**Что требуется**
Перепишите часть списка от строки с «the pool deck.» до конца списка включительно, сохранив все формулировки заданий. Координаты точек сместите, прибавив 52 к каждому их числу.

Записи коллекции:
■ ■ ■

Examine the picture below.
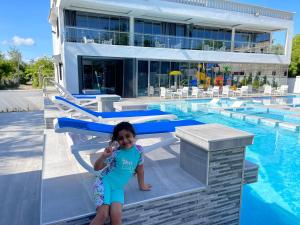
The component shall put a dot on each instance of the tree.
(294, 68)
(39, 69)
(16, 59)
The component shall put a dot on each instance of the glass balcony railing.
(86, 35)
(165, 41)
(237, 7)
(258, 48)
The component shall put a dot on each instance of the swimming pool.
(275, 198)
(276, 114)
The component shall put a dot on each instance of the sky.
(24, 24)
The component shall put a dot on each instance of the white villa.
(128, 47)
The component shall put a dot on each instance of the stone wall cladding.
(218, 203)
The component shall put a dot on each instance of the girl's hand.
(107, 152)
(145, 187)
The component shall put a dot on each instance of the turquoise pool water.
(275, 198)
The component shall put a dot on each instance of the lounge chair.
(184, 92)
(268, 90)
(244, 90)
(282, 90)
(196, 92)
(83, 100)
(214, 102)
(104, 131)
(226, 92)
(133, 116)
(214, 92)
(165, 93)
(237, 104)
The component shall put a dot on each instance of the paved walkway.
(21, 149)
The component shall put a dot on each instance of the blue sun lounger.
(135, 116)
(99, 130)
(83, 100)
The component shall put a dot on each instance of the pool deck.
(22, 142)
(21, 152)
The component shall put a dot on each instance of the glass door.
(142, 78)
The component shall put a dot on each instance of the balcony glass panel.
(103, 23)
(93, 22)
(81, 20)
(85, 35)
(156, 28)
(147, 27)
(114, 24)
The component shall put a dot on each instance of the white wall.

■ ■ ■

**Ответ к заданию**
The component shall put a dot on each instance of the pool deck.
(74, 194)
(73, 204)
The component shall put a dot on each instance of the glass door.
(194, 130)
The component shall put a dot on each instance of the balcony glass panel.
(155, 75)
(145, 74)
(133, 72)
(137, 87)
(208, 80)
(199, 79)
(166, 76)
The component shall put a dot on each instance of the white wall.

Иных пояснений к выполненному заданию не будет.